Material:
⟨

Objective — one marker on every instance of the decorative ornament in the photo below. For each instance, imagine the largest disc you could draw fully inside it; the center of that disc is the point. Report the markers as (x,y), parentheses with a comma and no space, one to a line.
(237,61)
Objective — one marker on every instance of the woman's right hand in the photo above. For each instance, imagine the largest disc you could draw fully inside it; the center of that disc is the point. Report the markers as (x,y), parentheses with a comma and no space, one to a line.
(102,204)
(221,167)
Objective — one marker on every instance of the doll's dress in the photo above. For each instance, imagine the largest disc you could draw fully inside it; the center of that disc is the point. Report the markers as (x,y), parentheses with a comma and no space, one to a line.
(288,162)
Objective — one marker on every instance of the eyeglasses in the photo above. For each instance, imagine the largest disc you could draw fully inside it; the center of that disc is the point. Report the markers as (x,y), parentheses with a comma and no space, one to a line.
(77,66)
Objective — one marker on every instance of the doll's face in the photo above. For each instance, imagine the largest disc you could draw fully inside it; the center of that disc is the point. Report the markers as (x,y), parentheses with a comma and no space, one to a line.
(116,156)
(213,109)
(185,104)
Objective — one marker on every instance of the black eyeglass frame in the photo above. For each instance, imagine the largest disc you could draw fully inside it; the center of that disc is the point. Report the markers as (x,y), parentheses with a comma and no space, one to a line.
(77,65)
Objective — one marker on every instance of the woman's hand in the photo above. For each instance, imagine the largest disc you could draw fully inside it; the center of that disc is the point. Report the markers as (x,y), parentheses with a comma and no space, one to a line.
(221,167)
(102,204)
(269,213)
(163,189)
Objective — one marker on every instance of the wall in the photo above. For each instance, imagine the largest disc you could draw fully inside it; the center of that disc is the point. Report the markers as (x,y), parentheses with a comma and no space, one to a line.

⟩

Starting with the line containing "Objective — one marker on every instance of the black" and continuing through the end of the records, rewrite those lines with "woman's hand" changed to "woman's arm" and everything else left as it is.

Objective — one marker on every instance of the black eyeglass frame in the photo above. For each instance, imagine the largest disc you could draw fully inside it; the center of that disc is the point. Report the markers as (x,y), parentheses with a comma and no space, one to a line.
(77,65)
Objective — one marker on every instance of the woman's arm in the photo above. For each instance, imagine the largest disc you could draw fully inside it; the center of that disc is the point. Report the markers as (x,y), parentheses with a comma and no space, one to a line.
(221,167)
(102,204)
(269,213)
(163,189)
Objective — one marker on every instance of the wall in the photo above. For each instance, imagine the largest disc you could draw fully inside it; the center of that disc is the point. Report the markers as (x,y), parentheses with a comma and no space, one to a line.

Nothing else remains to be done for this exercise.